Object point labels
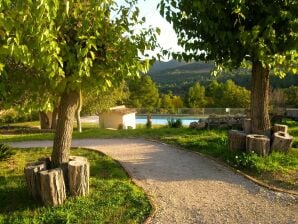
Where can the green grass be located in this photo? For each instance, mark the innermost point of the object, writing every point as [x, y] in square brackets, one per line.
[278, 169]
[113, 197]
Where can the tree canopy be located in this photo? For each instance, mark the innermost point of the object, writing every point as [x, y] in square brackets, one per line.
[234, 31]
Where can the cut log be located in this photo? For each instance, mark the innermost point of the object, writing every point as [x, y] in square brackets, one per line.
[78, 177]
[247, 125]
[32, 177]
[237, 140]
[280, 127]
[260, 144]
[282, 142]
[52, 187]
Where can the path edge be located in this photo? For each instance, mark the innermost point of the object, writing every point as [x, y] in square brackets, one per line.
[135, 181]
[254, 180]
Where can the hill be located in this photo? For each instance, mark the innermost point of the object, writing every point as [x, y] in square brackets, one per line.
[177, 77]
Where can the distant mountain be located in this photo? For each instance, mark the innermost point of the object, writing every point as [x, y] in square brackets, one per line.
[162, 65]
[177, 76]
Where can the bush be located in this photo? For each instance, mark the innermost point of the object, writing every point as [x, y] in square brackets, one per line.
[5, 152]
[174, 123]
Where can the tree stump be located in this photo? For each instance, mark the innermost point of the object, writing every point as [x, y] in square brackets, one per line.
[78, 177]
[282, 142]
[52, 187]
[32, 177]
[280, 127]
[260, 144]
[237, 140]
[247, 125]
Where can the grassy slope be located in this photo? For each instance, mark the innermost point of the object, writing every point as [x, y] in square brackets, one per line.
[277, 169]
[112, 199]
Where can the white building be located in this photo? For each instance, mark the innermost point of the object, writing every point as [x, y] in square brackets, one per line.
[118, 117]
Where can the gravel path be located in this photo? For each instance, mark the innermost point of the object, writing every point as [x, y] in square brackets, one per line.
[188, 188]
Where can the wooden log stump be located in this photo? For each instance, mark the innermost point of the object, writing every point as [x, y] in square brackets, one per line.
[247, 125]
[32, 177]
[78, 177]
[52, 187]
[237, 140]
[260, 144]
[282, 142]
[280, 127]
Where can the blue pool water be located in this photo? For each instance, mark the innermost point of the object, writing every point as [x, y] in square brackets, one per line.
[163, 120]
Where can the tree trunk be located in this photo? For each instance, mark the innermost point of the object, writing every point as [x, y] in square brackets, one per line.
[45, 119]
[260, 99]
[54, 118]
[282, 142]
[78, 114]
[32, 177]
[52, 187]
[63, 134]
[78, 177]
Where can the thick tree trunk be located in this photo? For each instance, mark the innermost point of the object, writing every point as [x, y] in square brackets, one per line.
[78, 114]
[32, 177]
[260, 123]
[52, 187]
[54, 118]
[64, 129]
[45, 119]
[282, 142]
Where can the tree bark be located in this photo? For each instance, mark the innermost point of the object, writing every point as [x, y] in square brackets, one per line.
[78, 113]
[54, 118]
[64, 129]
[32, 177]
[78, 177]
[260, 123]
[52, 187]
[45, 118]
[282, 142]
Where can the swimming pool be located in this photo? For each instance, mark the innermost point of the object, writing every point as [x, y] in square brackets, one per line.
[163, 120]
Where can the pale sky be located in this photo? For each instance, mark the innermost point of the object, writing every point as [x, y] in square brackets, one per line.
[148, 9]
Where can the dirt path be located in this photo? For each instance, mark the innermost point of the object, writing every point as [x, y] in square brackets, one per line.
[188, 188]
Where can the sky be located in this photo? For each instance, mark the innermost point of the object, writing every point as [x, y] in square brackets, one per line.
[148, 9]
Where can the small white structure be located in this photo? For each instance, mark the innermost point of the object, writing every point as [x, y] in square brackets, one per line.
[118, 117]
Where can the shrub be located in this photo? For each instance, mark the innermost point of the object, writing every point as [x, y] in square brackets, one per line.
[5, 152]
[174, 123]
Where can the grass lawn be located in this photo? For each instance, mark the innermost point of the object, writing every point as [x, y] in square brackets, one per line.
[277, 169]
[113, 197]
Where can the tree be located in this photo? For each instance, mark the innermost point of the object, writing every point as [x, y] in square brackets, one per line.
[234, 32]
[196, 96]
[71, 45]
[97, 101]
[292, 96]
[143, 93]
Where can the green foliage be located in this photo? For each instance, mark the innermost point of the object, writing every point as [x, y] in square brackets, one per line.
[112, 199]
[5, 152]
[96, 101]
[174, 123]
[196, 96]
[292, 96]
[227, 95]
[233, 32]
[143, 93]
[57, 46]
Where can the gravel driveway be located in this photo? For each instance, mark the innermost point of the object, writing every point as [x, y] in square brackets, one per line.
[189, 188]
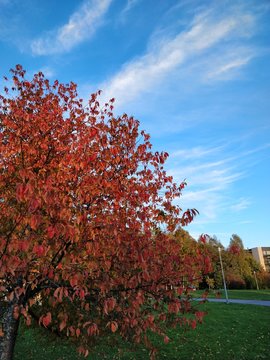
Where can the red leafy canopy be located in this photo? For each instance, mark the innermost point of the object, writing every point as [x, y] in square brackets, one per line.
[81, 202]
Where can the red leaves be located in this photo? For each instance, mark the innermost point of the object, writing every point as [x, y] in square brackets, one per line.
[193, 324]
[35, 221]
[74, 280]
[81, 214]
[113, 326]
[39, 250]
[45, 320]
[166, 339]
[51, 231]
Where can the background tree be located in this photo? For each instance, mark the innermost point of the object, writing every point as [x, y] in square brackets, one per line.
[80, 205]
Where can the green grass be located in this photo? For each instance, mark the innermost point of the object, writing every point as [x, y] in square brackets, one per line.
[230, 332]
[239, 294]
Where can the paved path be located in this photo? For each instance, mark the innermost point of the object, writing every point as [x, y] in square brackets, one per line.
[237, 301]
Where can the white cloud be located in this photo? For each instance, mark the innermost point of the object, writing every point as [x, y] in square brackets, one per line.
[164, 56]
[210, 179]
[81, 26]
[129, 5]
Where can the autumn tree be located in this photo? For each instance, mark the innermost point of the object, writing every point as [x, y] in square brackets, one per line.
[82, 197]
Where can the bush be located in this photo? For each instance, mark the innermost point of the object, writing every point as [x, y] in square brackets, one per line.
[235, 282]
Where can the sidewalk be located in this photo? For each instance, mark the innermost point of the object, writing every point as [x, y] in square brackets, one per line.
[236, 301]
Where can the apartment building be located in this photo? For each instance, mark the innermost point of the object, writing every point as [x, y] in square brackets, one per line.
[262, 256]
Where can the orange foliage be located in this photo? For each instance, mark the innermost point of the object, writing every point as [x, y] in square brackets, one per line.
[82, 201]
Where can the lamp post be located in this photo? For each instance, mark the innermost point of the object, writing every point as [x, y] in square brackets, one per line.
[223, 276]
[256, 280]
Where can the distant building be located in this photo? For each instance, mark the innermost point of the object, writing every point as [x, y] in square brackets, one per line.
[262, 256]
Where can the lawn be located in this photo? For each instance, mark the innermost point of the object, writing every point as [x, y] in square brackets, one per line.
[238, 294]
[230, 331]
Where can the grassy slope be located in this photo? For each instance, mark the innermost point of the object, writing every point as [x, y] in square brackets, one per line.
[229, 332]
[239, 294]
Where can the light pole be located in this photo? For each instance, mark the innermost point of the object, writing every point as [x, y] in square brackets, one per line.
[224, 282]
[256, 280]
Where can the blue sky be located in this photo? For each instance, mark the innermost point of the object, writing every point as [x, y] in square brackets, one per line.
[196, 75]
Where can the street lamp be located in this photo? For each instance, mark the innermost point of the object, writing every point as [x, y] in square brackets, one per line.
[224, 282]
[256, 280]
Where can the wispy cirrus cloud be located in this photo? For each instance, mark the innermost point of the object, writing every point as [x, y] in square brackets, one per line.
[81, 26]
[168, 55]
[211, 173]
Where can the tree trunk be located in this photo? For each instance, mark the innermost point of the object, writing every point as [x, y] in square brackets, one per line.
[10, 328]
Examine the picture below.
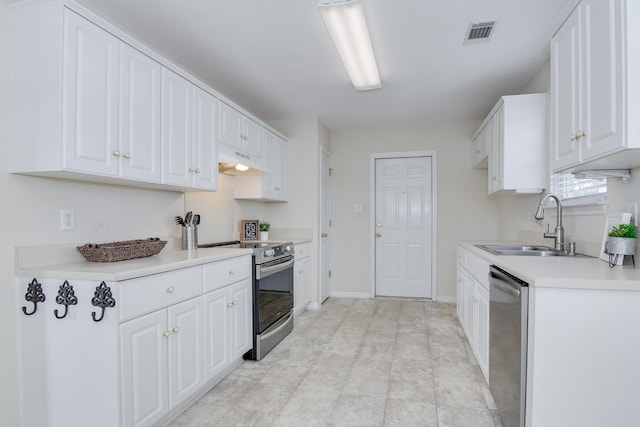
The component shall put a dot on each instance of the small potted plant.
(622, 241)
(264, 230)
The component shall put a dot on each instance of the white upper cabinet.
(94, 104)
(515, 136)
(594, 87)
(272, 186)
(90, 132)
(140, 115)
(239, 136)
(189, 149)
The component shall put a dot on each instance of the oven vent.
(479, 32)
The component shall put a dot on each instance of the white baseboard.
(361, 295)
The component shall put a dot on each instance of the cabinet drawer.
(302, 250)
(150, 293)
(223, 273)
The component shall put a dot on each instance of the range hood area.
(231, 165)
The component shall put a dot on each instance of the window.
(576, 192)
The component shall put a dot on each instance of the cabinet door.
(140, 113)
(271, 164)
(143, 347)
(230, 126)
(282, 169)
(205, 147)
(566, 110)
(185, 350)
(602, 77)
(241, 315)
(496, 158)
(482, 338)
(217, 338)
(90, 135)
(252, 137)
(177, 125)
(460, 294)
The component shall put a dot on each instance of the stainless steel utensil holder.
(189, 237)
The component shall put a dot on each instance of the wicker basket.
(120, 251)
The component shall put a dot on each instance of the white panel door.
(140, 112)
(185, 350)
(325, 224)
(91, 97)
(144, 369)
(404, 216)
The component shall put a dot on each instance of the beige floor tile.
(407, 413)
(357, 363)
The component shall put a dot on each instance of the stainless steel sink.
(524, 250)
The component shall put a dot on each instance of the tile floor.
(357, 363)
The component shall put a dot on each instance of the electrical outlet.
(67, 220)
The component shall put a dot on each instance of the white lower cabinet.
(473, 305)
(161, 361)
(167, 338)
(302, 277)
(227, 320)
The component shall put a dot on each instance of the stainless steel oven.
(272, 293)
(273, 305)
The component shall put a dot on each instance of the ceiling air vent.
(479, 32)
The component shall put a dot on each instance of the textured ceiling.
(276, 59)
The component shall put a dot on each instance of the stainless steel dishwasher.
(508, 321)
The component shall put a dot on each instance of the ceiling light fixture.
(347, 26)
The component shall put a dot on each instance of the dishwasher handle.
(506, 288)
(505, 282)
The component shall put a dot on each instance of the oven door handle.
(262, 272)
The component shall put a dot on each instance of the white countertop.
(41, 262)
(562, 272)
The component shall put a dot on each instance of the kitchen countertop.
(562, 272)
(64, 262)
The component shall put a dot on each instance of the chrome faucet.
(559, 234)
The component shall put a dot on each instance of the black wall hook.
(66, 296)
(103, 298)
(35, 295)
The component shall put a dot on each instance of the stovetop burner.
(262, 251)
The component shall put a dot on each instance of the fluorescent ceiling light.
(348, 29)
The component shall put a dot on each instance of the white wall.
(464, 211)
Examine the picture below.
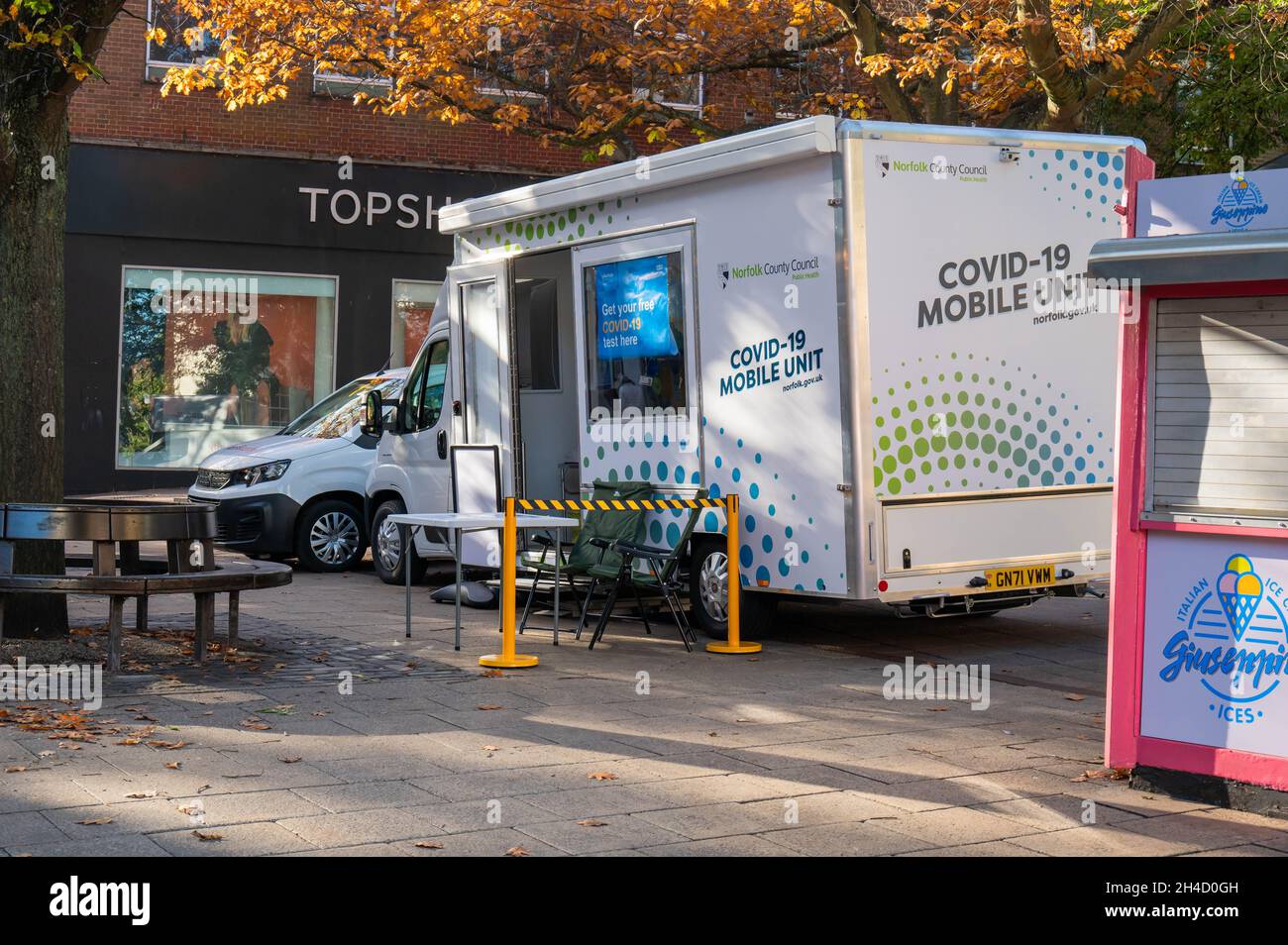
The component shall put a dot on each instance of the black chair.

* Do this *
Rewrite each line from the one containing "the white wall." through the last line above, lowering every point coordinate by 99. Leave the pictures out.

* Result *
The component shall put a dot on each instance of the white wall.
(365, 112)
Examine the picture below.
The component shall put a dot on each instance of the black chair.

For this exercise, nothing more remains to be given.